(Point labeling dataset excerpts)

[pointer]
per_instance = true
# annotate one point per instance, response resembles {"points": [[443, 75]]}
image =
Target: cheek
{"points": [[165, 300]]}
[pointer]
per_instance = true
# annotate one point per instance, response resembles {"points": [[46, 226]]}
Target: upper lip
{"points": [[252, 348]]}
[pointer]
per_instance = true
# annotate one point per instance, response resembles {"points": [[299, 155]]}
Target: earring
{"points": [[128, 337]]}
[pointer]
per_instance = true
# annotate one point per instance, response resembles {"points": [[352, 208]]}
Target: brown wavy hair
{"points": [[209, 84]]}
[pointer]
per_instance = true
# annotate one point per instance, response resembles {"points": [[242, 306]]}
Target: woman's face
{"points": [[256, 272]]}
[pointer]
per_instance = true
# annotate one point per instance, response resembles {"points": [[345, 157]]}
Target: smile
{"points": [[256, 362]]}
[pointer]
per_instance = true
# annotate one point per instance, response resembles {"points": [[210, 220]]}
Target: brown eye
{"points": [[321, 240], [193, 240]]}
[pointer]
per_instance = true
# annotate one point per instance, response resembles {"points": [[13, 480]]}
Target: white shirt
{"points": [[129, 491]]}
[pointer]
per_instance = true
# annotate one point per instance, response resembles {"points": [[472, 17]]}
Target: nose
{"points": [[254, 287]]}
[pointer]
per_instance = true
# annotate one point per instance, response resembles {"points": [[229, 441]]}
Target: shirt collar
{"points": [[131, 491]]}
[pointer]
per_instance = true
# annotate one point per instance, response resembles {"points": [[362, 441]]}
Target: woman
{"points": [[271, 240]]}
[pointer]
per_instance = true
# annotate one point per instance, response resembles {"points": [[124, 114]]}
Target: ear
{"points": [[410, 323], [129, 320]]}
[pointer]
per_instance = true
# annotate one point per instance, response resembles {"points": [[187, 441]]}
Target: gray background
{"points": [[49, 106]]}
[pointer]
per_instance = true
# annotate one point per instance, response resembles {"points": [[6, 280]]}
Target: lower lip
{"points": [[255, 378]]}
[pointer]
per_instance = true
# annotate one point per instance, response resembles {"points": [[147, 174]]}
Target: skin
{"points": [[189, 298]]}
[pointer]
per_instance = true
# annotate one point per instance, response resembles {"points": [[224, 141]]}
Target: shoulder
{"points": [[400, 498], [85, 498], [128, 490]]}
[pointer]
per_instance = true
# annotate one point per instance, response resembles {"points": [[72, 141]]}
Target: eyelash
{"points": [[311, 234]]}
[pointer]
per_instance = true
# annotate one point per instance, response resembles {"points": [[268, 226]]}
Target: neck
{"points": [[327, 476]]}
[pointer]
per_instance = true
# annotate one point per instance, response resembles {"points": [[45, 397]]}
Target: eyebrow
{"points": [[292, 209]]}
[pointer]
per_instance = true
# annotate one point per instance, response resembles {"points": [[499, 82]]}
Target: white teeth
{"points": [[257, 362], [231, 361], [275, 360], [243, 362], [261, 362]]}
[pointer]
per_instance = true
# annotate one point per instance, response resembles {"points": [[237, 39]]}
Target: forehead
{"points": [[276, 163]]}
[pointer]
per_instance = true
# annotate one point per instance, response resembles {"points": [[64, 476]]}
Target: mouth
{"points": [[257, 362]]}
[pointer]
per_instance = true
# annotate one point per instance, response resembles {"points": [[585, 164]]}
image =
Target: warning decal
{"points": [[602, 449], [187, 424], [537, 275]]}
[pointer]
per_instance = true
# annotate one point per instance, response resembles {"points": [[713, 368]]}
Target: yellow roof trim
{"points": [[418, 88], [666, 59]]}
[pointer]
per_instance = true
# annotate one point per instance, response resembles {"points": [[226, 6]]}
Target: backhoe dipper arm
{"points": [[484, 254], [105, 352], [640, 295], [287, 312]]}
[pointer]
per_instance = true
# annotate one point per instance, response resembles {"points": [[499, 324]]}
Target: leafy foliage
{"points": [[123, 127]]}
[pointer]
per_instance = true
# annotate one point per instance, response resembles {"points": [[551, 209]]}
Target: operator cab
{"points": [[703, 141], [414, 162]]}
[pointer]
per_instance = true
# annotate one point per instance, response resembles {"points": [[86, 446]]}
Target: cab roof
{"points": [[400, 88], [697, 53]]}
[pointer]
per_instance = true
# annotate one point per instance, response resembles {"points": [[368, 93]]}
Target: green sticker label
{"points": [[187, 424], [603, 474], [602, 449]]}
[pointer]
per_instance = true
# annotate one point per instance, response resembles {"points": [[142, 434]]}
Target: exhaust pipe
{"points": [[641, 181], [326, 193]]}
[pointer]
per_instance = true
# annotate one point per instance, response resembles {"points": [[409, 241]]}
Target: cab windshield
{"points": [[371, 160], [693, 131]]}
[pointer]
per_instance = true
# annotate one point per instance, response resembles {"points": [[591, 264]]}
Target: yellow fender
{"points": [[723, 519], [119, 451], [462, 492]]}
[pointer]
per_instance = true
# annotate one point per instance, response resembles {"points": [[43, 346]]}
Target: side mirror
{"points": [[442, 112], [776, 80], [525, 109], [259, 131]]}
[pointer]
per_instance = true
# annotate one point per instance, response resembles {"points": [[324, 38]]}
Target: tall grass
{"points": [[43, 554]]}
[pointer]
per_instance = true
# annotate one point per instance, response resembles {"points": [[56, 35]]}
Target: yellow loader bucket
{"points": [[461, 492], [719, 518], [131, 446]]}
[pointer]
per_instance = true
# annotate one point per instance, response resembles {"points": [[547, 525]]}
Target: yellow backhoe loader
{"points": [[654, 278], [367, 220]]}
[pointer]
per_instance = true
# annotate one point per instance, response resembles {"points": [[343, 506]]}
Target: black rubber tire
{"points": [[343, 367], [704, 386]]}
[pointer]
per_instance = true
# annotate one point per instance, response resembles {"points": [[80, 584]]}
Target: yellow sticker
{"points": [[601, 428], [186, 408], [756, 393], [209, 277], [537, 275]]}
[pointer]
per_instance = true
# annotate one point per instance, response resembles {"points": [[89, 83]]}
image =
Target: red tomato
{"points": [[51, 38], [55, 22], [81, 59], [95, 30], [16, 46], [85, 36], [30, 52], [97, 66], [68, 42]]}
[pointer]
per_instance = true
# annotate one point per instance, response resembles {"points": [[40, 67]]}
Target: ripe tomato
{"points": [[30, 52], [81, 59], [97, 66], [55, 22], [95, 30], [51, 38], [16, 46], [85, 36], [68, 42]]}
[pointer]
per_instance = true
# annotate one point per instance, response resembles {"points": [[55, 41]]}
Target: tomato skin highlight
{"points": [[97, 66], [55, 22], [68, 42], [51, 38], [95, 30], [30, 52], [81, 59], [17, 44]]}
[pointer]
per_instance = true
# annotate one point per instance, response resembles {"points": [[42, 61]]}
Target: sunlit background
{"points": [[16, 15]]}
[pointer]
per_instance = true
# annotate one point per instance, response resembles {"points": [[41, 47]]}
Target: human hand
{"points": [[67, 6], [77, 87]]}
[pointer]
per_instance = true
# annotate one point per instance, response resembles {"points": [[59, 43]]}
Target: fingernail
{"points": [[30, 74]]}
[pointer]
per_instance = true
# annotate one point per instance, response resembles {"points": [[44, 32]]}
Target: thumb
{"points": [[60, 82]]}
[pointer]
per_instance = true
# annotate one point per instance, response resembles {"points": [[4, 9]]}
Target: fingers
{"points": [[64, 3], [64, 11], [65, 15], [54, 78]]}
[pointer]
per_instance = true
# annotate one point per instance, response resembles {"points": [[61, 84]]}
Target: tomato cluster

▶ Directive
Take the data above and return it exactly.

▶ Expected answer
[pointer]
per_instance = true
# annotate one point per instance, response resembles {"points": [[443, 75]]}
image =
Target: cheek
{"points": [[165, 300]]}
[pointer]
per_instance = true
# annotate one point per instance, response resembles {"points": [[46, 226]]}
Target: upper lip
{"points": [[252, 348]]}
[pointer]
per_instance = true
# annotate one point per instance, response resembles {"points": [[299, 155]]}
Target: earring
{"points": [[128, 337]]}
[pointer]
per_instance = true
# annotate one point per instance, response resembles {"points": [[352, 208]]}
Target: brown wavy hair
{"points": [[209, 84]]}
[pointer]
per_instance = true
# annotate one point per instance, response resembles {"points": [[242, 306]]}
Target: woman's face
{"points": [[256, 272]]}
[pointer]
per_instance = true
# annotate one point per instance, response resembles {"points": [[345, 157]]}
Target: smile
{"points": [[256, 362]]}
[pointer]
per_instance = true
# annotate one point per instance, response resembles {"points": [[210, 220]]}
Target: brown eye
{"points": [[321, 240], [193, 240]]}
[pointer]
per_instance = true
# annotate one point per instance, response resembles {"points": [[13, 480]]}
Target: white shirt
{"points": [[129, 491]]}
[pointer]
per_instance = true
# annotate one point per instance, response resembles {"points": [[472, 17]]}
Target: nose
{"points": [[254, 287]]}
[pointer]
per_instance = true
# annotate one point per instance, response resembles {"points": [[229, 441]]}
Target: shirt collar
{"points": [[131, 491]]}
[pointer]
per_instance = true
# annotate one point per instance, response resembles {"points": [[362, 441]]}
Target: woman
{"points": [[271, 240]]}
[pointer]
per_instance = true
# annotate one point per instance, response resembles {"points": [[124, 114]]}
Target: ear
{"points": [[410, 323], [129, 320]]}
[pointer]
per_instance = true
# annotate one point per instance, response resembles {"points": [[187, 441]]}
Target: gray background
{"points": [[49, 106]]}
[pointer]
per_instance = true
# annotate one point per instance, response resembles {"points": [[6, 280]]}
Target: lower lip
{"points": [[255, 378]]}
[pointer]
per_instance = true
# annotate one point per instance, response resembles {"points": [[147, 174]]}
Target: skin
{"points": [[189, 298]]}
[pointer]
per_instance = true
# annotate one point per instance, response resembles {"points": [[224, 141]]}
Target: shoulder
{"points": [[400, 498], [85, 498], [128, 490]]}
[pointer]
per_instance = true
# annotate one point per instance, response resembles {"points": [[72, 141]]}
Target: eyelash
{"points": [[311, 234]]}
[pointer]
per_instance = true
# annotate one point per instance, response resembles {"points": [[268, 226]]}
Target: neck
{"points": [[327, 476]]}
[pointer]
per_instance = true
# annotate one point per instance, response resembles {"points": [[45, 397]]}
Target: eyebrow
{"points": [[292, 209]]}
[pointer]
per_instance = true
# annotate one point per instance, response resembles {"points": [[499, 82]]}
Target: white teeth
{"points": [[257, 362], [231, 361], [275, 360], [243, 362], [261, 362]]}
[pointer]
per_instance = true
# annotate one point per instance, response resembles {"points": [[237, 39]]}
Target: forehead
{"points": [[276, 163]]}
[pointer]
per_instance = true
# annotate one point per instance, response resembles {"points": [[64, 476]]}
Target: mouth
{"points": [[257, 362]]}
[pointer]
per_instance = true
# annotate one point per instance, response resembles {"points": [[585, 164]]}
image =
Target: warning decal
{"points": [[602, 449], [187, 424], [537, 275]]}
[pointer]
per_instance = true
# annotate one point per instance, response resembles {"points": [[713, 368]]}
Target: yellow roof trim
{"points": [[418, 88], [666, 59]]}
[pointer]
per_instance = true
# annotate one point per instance, response resembles {"points": [[226, 6]]}
Target: backhoe dipper arm
{"points": [[484, 254], [105, 352], [640, 295], [287, 312]]}
[pointer]
per_instance = true
# annotate one point per instance, response resembles {"points": [[499, 324]]}
Target: leafy foliage
{"points": [[123, 127]]}
[pointer]
per_instance = true
# annotate one point per instance, response resembles {"points": [[551, 209]]}
Target: operator cab
{"points": [[703, 141], [414, 162]]}
[pointer]
per_instance = true
# annotate one point per instance, response resembles {"points": [[86, 446]]}
Target: cab roof
{"points": [[400, 88], [697, 53]]}
[pointer]
per_instance = true
# annotate one point per instance, response resembles {"points": [[368, 93]]}
Target: green sticker label
{"points": [[187, 424], [603, 474], [602, 449]]}
[pointer]
per_instance = true
# annotate one point per instance, response resembles {"points": [[142, 434]]}
Target: exhaust pipe
{"points": [[641, 181], [326, 193]]}
[pointer]
per_instance = true
# annotate one point per instance, response resembles {"points": [[409, 241]]}
Target: cab windshield
{"points": [[371, 160], [693, 131]]}
[pointer]
per_instance = true
# annotate one point per instance, response resembles {"points": [[591, 264]]}
Target: yellow fender
{"points": [[723, 519], [119, 451], [462, 492]]}
[pointer]
per_instance = true
# annotate one point per instance, response resembles {"points": [[43, 346]]}
Target: side mirror
{"points": [[442, 112], [776, 80], [525, 109], [259, 131]]}
[pointer]
per_instance = true
# annotate one point per instance, response resembles {"points": [[324, 38]]}
Target: tall grass
{"points": [[43, 554]]}
[pointer]
per_instance = true
# annotate one point per instance, response resembles {"points": [[56, 35]]}
Target: yellow loader bucket
{"points": [[461, 492], [719, 518], [131, 446]]}
[pointer]
per_instance = true
# annotate one point per instance, response resembles {"points": [[547, 525]]}
Target: yellow backhoe loader
{"points": [[654, 278], [367, 220]]}
[pointer]
per_instance = true
# annotate one point per instance, response resembles {"points": [[343, 506]]}
Target: black rubber tire
{"points": [[343, 367], [704, 386]]}
[pointer]
per_instance = true
# annotate one point per instance, response resembles {"points": [[80, 584]]}
Target: yellow sticker
{"points": [[601, 428], [186, 408], [756, 393], [209, 277], [537, 275]]}
[pointer]
per_instance = true
# annotate one point per instance, response resembles {"points": [[89, 83]]}
image =
Target: red tomato
{"points": [[51, 38], [55, 22], [81, 59], [95, 30], [16, 46], [85, 36], [30, 52], [97, 66], [68, 42]]}
[pointer]
per_instance = true
# annotate one point per instance, response resembles {"points": [[40, 67]]}
Target: ripe tomato
{"points": [[30, 52], [81, 59], [97, 66], [55, 22], [95, 30], [51, 38], [16, 46], [85, 36], [68, 42]]}
[pointer]
per_instance = true
# annotate one point per instance, response resembles {"points": [[55, 41]]}
Target: tomato skin highlight
{"points": [[97, 66], [55, 22], [68, 42], [51, 38], [95, 30], [30, 52], [81, 59], [17, 44]]}
[pointer]
per_instance = true
# annotate one point per instance, response resembles {"points": [[42, 61]]}
Target: sunlit background
{"points": [[16, 15]]}
[pointer]
per_instance = true
# annotate one point per instance, response resembles {"points": [[41, 47]]}
Target: human hand
{"points": [[67, 6], [77, 87]]}
[pointer]
per_instance = true
# annotate one point per instance, response resembles {"points": [[59, 43]]}
Target: fingernail
{"points": [[30, 74]]}
[pointer]
per_instance = true
# annotate one point per instance, response resembles {"points": [[44, 32]]}
Target: thumb
{"points": [[60, 82]]}
[pointer]
per_instance = true
# annotate one point per instance, response resembles {"points": [[4, 9]]}
Target: fingers
{"points": [[64, 3], [64, 11], [65, 15], [54, 78]]}
[pointer]
per_instance = true
# annotate one point per instance, response resembles {"points": [[61, 84]]}
Target: tomato cluster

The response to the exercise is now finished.